Written exercise
Could you update the entries from the very start through the line containing "[[450, 237]]", changing "pigeon beak" to "pigeon bill" and keeping everything else the same? Return only that part.

Provided material

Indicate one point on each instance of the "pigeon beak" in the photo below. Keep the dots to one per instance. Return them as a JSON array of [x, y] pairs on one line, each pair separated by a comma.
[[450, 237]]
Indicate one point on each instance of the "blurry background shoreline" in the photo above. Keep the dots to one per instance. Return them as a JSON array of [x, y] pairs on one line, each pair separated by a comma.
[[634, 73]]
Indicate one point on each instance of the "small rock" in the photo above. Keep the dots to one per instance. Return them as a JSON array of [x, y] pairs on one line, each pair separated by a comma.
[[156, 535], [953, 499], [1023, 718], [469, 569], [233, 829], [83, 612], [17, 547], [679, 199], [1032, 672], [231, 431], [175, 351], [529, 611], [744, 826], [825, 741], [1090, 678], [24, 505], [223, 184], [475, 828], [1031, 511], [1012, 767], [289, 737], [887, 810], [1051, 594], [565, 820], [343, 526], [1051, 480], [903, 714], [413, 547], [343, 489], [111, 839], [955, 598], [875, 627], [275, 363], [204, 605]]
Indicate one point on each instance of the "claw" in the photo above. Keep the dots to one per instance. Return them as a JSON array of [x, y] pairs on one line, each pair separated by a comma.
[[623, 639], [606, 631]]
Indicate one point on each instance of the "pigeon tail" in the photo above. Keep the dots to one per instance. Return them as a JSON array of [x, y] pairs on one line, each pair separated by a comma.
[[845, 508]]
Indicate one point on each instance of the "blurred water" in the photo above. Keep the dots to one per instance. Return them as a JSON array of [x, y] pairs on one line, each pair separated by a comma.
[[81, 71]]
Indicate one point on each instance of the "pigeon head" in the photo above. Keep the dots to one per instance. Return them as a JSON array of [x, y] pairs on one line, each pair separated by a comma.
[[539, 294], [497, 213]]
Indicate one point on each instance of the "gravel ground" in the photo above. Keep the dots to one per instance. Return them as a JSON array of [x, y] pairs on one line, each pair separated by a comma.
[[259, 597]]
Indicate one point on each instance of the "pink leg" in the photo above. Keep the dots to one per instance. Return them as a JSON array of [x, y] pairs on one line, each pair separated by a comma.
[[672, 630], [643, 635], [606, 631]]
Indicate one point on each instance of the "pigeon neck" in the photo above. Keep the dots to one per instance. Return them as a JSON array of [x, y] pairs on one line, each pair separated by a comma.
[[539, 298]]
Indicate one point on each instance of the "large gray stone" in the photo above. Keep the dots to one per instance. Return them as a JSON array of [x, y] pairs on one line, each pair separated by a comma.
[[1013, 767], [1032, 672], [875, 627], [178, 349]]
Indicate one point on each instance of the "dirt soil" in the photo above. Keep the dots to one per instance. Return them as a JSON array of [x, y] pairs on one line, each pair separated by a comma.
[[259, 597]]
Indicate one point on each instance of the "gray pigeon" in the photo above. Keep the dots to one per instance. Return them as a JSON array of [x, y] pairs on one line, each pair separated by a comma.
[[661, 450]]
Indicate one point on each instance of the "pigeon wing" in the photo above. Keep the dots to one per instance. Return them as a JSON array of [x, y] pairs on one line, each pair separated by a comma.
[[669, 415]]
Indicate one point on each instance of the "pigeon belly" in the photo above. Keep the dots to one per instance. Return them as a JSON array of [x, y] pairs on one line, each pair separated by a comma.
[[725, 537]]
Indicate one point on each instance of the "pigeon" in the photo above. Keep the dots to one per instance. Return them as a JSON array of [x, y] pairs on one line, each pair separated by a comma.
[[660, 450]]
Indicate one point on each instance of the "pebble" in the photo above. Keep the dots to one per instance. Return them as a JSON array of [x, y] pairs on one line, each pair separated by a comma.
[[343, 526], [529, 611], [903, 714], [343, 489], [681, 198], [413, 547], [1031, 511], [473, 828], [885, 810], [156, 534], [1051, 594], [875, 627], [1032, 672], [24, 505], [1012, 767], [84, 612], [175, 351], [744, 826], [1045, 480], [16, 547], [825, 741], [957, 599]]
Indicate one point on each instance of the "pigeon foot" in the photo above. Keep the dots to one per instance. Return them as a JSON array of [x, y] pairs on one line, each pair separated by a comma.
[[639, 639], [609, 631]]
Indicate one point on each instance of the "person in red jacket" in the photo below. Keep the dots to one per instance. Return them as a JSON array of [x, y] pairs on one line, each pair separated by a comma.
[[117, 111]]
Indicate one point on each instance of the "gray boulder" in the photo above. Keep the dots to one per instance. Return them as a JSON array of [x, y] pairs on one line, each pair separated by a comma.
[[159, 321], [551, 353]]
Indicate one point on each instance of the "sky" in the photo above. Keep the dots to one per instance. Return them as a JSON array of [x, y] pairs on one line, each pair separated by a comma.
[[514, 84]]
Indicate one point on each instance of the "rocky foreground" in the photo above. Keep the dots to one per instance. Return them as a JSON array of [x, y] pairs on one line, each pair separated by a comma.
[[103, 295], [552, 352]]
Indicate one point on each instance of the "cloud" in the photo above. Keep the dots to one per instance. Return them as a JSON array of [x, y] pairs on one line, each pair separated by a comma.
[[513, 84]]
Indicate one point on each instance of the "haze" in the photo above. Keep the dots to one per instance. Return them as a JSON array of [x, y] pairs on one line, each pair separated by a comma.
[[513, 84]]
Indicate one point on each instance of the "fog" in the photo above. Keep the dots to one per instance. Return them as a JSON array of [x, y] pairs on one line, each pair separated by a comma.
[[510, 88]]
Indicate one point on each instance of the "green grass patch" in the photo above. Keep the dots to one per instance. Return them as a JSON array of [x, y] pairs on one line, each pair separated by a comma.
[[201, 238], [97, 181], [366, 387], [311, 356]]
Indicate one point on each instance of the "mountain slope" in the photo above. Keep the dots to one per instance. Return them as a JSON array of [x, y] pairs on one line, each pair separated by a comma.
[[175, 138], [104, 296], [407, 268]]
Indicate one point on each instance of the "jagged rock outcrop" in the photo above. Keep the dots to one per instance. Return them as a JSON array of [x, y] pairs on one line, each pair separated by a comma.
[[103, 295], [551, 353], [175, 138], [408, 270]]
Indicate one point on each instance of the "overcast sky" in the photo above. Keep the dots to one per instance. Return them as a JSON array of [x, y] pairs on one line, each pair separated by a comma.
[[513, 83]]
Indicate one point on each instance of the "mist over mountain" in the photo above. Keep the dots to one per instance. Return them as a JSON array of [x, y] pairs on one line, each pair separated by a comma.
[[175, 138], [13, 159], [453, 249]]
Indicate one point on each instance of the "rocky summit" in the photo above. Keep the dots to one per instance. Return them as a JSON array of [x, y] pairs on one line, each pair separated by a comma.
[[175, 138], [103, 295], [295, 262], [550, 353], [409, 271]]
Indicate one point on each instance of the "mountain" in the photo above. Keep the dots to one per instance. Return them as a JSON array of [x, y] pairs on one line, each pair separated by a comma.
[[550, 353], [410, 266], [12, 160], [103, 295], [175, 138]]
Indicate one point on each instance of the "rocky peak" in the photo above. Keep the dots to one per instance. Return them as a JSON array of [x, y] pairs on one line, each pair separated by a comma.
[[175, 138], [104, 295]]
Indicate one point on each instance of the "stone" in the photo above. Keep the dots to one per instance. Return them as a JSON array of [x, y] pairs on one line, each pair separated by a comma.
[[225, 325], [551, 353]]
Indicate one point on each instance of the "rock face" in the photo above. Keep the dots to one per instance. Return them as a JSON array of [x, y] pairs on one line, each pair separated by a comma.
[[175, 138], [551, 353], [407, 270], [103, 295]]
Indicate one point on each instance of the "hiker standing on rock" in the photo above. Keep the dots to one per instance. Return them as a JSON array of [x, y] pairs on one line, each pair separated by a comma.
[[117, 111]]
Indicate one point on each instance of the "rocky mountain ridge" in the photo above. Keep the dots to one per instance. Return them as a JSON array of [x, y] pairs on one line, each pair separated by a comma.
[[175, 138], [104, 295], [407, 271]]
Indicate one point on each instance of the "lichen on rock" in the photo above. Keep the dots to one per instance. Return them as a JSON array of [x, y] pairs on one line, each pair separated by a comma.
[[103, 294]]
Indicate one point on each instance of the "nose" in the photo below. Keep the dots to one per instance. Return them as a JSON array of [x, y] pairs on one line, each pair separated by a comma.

The output
Indicate one point on each instance of the "pigeon bill" in the photo below. Keep the dots to one per instance. Return them as a JSON array of [x, y] pairs on one line, each pair separated by a comma.
[[450, 237]]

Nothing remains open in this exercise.